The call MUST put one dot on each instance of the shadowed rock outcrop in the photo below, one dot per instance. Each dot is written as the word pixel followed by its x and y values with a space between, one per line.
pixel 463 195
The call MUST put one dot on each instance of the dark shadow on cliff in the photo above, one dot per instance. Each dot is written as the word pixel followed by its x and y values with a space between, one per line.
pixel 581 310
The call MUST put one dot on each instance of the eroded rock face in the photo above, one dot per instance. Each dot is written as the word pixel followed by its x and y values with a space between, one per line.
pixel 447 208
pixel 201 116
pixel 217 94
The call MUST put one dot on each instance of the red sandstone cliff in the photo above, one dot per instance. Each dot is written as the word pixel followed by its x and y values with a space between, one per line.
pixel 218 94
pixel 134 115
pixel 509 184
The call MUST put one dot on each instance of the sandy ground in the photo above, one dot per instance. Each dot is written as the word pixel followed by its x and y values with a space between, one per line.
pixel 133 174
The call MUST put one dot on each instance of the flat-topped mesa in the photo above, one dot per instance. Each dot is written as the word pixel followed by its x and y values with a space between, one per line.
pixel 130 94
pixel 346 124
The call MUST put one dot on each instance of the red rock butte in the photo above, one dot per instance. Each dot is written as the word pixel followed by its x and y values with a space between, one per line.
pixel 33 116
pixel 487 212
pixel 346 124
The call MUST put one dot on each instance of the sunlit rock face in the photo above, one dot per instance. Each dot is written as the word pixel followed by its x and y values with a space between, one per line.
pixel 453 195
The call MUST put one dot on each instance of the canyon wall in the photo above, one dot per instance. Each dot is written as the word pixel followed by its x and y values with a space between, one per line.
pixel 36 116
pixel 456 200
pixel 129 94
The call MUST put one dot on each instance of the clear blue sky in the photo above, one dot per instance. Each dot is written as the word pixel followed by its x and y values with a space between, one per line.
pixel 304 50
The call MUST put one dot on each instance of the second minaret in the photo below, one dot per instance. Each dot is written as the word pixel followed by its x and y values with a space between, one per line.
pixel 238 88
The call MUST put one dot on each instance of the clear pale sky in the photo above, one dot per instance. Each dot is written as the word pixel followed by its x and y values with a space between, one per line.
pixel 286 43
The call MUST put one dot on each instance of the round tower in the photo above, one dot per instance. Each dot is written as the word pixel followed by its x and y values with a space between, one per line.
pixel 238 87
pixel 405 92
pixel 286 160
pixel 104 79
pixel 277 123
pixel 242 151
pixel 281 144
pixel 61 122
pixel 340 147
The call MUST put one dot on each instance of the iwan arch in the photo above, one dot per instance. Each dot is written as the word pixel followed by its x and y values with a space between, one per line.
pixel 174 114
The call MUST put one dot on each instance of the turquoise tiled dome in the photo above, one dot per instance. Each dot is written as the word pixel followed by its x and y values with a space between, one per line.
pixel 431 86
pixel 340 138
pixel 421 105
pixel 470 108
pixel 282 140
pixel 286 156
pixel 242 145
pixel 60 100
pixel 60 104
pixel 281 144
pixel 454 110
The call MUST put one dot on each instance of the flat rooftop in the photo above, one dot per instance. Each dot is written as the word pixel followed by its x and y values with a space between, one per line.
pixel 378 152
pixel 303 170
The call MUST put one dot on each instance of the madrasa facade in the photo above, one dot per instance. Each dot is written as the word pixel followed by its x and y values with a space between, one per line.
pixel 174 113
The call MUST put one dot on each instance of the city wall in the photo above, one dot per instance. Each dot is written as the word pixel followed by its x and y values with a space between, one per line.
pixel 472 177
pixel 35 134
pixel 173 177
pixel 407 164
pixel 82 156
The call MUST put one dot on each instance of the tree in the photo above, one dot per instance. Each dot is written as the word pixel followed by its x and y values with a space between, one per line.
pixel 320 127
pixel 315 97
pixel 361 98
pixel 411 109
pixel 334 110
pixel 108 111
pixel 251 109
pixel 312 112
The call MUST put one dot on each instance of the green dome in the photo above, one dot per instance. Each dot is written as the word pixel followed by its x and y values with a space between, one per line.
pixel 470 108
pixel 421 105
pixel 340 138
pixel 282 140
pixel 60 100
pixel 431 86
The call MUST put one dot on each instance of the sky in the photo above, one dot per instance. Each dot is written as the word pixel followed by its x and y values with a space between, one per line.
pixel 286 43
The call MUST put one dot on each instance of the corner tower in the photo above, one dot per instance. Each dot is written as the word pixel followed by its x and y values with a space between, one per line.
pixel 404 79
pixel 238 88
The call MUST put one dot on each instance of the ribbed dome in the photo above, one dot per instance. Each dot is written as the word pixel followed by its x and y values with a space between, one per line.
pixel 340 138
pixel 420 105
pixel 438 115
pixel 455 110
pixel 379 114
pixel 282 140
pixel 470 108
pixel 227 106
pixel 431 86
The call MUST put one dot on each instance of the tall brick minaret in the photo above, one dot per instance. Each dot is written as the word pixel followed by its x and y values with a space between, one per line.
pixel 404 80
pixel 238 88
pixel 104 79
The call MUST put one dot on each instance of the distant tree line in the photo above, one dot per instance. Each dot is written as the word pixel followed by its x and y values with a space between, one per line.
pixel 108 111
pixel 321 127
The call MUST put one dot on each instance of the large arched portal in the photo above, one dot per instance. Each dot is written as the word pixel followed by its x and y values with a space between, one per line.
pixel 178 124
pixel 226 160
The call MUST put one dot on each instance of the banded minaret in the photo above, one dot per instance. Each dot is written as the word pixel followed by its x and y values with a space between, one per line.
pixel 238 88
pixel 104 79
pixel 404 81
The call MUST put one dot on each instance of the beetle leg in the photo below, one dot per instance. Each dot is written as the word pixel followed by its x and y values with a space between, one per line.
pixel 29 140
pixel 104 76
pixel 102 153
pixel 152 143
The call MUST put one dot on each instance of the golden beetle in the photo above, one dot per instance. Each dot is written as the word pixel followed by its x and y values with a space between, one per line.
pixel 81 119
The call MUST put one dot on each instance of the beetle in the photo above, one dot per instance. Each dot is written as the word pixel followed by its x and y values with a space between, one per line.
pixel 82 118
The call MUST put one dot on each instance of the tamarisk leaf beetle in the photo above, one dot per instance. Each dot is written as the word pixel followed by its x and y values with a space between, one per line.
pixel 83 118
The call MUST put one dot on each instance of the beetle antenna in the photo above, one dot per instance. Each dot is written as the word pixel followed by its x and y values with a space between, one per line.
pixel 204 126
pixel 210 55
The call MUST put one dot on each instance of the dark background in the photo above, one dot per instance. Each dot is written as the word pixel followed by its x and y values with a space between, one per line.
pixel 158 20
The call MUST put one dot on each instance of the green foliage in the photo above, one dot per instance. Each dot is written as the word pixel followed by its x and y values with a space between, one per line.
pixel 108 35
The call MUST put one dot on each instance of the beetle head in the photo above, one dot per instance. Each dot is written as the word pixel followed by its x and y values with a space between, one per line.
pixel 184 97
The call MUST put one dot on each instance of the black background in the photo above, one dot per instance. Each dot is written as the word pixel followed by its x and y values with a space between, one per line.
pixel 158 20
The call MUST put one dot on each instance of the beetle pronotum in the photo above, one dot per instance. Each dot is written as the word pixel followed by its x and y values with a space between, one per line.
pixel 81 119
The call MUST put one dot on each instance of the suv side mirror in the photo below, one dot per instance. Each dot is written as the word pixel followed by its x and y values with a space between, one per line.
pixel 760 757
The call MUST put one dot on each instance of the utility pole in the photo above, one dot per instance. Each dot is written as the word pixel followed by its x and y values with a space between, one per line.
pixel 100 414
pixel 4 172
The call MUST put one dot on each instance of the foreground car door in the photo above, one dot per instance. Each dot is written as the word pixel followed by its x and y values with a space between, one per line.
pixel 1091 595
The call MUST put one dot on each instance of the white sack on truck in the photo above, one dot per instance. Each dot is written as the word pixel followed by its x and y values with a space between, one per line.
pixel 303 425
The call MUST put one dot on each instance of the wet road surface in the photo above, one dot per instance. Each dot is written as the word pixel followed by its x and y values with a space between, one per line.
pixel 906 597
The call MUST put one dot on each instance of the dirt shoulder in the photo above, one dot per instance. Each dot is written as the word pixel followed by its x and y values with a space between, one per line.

» WORK REQUIRED
Shift each pixel coordinate in the answers by -14 while reproducing the data from the line containing "the wet road" through the end, inclusive. Keep every other line unchanged.

» ANSWER TO THIS PROBLEM
The call MUST put one dot on each instance of the wet road surface in the photo above, one dot per instance. Each dot is written as the word pixel followed by its x and y values with a space between, one per line.
pixel 892 583
The call MUST put one dot on each instance of the dirt shoulder in the photo above, one dot per instance. Each dot is written as the word pixel followed by its x and y values with a space between, one per line.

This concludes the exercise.